■ **Goal of the exercise**
An exact copy of all the entries is what is needed here.

■ **Available data**

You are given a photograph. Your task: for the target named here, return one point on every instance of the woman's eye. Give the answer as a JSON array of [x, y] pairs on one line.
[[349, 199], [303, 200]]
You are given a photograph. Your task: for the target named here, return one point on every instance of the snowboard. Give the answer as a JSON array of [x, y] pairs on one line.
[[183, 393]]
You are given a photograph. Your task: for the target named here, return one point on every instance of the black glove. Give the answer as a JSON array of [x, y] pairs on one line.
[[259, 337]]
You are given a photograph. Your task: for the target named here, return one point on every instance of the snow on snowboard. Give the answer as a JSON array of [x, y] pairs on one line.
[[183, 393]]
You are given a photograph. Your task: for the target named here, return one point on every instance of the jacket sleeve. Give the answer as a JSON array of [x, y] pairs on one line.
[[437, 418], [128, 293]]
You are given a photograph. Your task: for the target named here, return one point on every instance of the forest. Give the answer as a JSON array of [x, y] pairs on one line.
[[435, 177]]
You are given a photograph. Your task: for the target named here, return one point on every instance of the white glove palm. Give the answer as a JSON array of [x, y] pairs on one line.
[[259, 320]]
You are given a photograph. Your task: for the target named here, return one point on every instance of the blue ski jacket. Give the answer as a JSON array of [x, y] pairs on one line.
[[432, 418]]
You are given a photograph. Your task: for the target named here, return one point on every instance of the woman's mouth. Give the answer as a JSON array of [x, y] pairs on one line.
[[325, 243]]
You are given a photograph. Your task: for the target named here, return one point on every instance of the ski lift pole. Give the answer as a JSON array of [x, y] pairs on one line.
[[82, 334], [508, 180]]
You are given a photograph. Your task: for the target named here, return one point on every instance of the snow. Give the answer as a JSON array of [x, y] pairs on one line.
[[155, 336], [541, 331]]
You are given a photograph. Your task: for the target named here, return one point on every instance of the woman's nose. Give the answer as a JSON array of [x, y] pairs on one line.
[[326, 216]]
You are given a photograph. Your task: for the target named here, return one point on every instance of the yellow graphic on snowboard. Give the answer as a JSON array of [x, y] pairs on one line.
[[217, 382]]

■ **Completed task**
You are given a photograph. Your task: for the target named here, return one point on every instance of the woman's eye. Give the answer as a JSON array of [x, y] pairs on one line.
[[349, 199], [303, 200]]
You are given a photograph. Your task: for the target named here, return one point on every instance of the snowboard. Give the answer as a JSON array of [x, y] pairs on one line.
[[183, 393]]
You are given a photograph. Your task: for the target named here, return one point on every instance of the black glove. Give the answer as a JSON array of [x, y] pairs on one line.
[[259, 337]]
You are given a photograph. Your task: for the target named here, return one point on every instance of the snow on snowboard. Give the answer as a JSON array of [x, y] pairs on one line.
[[183, 393]]
You are given a photograph. Your task: for the target named here, return one point on every instance of the jacket sleeve. Give the answer as a JSON array of [x, y] pairs on one line.
[[437, 418], [128, 293]]
You are given a photograph. Your task: for the target named here, return one point on every instance of the forest. Give the answer as a JSON array of [x, y] pairs on one line.
[[435, 177]]
You are given a photograph. Your task: for the target named here, return one point on every instance of the white glove palm. Give the answer as a JSON array of [x, y] pairs on one line.
[[259, 320]]
You are given a photograph. Your task: for the target named here, return one point on every instance of the blue ski jacket. Give the answer as a JSON array of [x, y] pairs on one line.
[[432, 418]]
You are given a photograph. Your task: for the target named here, return one point on every instance of the woman's mouth. Give the answer as a JSON array of [x, y] pairs on one line.
[[325, 243]]
You are given a photograph. Your task: for the target named here, return one point on every instance of the ski lift pole. Give the answer as a JSON array of [x, y] pairs on one line.
[[82, 334], [508, 180]]
You are given a photograph. Your task: for the target named here, return one point on every instance of the snow. Give the answer as a JSON array of [x, y] pairs on one line.
[[155, 336], [541, 331]]
You are given a photograph. Your task: for the target named here, return one point on every instance of the woman's nose. Give the answer as a JSON array of [x, y] pairs on one line.
[[326, 216]]
You are given a photograph. Your task: for the target named here, return one point on every instance of the yellow graphic on snowboard. Give the answer as a JSON array of [x, y] pairs on one line.
[[217, 382]]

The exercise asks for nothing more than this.